# RESUELVA LO SIGUIENTE
a. Responda estas preguntas con datos del texto sobre la institución:
(i) ¿Qué le permite a la sociedad lo simbólico?
(ii) ¿Qué le permite a la sociedad lo funcional?
(iii) ¿Qué páginas de Castoriadis (1989) se citan?
b. Indique si cada afirmación concuerda con el texto sobre la institución. Responda sí o no y cite las palabras del texto que lo deciden.
(i) Lo simbólico es puro imaginario.
(ii) La institución es una red simbólica socialmente sancionada.
(iii) En la institución, el componente funcional y el imaginario se combinan siempre en la misma proporción.
c. Retome el texto sobre la institución y continúelo después de su última oración.

# TEXTO DADO
──────────

No por ello lo simbólico es puro imaginario, sino que este último aparece “inextricablemente
tejido” al elemento que representa a lo “real-racional” sin el que es imposible pensar o actuar el
símbolo. Para la existencia de la institución es necesario, entonces, un entrecruzamiento entre
lo imaginario (fuente de significaciones), lo simbólico (que le permite a sociedad reunirse) y lo
funcional (que le permite a la sociedad sobrevivir). Es por ello que “la institución” es “una red
simbólica, socialmente sancionada, en la que se combinan, en proporción y relación variables,
un componente funcional y un componente imaginario” (Castoriadis, 1989: 227-228).

──────────

# INFORMACIÓN PROPORCIONADA

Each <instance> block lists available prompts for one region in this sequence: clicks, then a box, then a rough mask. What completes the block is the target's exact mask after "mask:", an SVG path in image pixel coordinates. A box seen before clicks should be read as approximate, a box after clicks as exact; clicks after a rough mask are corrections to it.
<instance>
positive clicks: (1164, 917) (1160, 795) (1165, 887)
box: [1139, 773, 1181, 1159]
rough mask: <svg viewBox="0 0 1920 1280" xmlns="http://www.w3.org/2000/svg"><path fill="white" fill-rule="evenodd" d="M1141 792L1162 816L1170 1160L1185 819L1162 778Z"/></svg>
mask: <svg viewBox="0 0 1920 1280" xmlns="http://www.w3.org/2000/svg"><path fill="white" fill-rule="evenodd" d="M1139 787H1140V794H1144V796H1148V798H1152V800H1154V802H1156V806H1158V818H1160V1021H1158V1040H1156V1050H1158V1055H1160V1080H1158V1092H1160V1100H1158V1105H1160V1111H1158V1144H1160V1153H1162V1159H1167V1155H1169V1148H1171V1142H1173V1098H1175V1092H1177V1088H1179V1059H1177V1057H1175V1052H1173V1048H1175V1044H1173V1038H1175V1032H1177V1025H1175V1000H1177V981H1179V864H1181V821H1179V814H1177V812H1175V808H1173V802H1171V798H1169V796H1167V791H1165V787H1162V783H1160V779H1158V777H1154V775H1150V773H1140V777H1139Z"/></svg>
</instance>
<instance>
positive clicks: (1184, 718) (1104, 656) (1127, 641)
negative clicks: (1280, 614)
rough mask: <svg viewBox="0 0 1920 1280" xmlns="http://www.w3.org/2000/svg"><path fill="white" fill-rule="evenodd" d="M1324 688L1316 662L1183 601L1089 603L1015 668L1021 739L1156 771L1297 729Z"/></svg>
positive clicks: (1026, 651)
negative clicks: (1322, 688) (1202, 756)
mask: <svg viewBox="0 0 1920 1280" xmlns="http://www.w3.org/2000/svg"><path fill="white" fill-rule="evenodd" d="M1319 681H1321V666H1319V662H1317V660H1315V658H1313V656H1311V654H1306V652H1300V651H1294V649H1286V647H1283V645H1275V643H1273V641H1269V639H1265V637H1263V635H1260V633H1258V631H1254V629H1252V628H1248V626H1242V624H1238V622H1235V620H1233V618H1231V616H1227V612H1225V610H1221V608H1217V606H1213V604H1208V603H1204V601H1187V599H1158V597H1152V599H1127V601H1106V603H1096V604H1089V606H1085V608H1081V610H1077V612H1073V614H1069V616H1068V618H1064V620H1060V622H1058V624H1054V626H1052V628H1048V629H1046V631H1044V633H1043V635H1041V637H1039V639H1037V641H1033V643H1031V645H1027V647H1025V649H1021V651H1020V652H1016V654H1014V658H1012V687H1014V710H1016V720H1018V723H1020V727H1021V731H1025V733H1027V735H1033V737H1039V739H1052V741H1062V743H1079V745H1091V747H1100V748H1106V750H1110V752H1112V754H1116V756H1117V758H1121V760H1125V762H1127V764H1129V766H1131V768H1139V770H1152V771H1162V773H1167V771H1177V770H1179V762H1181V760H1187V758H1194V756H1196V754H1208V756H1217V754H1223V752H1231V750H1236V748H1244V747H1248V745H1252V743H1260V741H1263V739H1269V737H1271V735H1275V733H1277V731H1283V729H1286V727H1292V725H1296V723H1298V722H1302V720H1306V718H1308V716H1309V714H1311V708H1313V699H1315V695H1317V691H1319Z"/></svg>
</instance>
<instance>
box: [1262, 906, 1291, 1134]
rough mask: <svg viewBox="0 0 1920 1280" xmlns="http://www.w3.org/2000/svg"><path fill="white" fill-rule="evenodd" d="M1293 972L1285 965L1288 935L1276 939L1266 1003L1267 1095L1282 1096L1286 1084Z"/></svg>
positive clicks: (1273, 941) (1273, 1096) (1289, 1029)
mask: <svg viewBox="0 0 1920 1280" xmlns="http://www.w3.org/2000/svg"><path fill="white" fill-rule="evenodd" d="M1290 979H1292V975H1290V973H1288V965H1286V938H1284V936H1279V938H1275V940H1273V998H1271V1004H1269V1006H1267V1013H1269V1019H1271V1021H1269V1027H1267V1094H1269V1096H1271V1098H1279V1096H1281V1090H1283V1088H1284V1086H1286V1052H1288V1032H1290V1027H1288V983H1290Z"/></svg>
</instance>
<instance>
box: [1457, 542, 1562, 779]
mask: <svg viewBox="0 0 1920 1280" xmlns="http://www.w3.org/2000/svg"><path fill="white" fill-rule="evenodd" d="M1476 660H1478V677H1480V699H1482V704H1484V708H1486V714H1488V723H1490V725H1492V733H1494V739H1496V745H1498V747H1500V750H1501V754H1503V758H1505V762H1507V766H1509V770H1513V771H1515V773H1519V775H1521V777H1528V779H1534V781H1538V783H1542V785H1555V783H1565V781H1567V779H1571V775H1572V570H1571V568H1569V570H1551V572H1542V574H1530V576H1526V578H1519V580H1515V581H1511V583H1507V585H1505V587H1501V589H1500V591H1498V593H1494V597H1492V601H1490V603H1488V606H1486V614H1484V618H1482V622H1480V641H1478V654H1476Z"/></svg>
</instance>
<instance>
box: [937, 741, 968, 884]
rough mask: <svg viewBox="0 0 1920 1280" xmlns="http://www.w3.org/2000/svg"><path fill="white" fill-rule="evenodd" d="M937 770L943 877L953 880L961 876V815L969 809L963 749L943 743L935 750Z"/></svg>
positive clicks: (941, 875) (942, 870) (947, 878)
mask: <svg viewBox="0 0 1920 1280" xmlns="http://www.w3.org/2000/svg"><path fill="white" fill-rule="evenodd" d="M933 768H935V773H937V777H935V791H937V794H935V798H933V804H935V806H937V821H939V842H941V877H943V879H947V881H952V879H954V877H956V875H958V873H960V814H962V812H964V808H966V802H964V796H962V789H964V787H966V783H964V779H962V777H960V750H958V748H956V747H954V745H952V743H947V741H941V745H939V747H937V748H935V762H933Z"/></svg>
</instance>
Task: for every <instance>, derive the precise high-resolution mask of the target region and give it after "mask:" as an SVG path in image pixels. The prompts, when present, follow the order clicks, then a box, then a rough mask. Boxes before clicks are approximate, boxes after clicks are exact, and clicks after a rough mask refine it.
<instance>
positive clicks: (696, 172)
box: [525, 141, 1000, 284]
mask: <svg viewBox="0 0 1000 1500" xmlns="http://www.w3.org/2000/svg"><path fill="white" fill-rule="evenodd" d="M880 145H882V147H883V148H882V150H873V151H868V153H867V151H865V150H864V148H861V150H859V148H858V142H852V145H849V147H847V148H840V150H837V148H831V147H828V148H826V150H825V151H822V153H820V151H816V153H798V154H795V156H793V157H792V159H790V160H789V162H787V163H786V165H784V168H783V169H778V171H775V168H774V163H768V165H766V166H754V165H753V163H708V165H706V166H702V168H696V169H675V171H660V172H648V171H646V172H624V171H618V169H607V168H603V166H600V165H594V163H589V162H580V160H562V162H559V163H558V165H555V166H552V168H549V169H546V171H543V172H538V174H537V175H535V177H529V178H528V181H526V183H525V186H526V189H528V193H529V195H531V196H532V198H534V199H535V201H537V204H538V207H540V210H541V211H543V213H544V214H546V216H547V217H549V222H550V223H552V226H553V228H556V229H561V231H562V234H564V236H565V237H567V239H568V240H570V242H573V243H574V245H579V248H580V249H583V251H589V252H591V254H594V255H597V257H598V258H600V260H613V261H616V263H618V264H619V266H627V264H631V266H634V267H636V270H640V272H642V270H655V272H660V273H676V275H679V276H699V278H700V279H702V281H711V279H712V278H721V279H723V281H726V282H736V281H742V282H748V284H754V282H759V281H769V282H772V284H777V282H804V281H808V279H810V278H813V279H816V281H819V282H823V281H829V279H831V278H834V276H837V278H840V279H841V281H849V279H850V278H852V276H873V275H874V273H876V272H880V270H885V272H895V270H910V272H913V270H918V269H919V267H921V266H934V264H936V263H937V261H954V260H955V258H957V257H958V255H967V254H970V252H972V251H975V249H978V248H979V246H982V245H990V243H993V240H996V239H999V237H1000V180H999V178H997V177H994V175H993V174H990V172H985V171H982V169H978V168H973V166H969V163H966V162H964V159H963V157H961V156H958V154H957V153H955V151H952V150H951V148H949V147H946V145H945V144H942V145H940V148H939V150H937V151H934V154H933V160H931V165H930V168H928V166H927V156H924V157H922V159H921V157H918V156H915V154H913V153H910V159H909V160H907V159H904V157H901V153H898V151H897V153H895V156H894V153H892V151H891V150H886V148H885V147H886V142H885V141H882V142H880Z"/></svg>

──────────

# RESPUESTAS POR TAREA
a.
(i) Reunirse.
(ii) Sobrevivir.
(iii) Las páginas 227-228.

b.
(i) No: "No por ello lo simbólico es puro imaginario".
(ii) Sí: "una red simbólica, socialmente sancionada".
(iii) No: "en proporción y relación variables".

c.
El modelo dinámico de institución propuesto por Castoriadis toma en cuenta no sólo lo
instituido sino que también pone en relieve la existencia de la instancia instituyente, en la cual
se crean significaciones imaginarias sociales e instituciones. De acuerdo al filósofo, lo
instituido no se opone a lo instituyente como “un producto muerto a una actividad que le ha
dado existencia; sino que representa la fijeza/estabilidad relativa y transitoria de las
formas/figuras instituidas” (Castoriadis, 1993: 330). En la erosión permanente de lo instituido
por lo instituyente se forja la autoalteración de la sociedad, que no es explícita, sino que está
oculta para la propia sociedad por la alienación instituida; alienación que consiste en un modo
de relación con las instituciones en las que estas aparecen autonomizadas de la propia sociedad.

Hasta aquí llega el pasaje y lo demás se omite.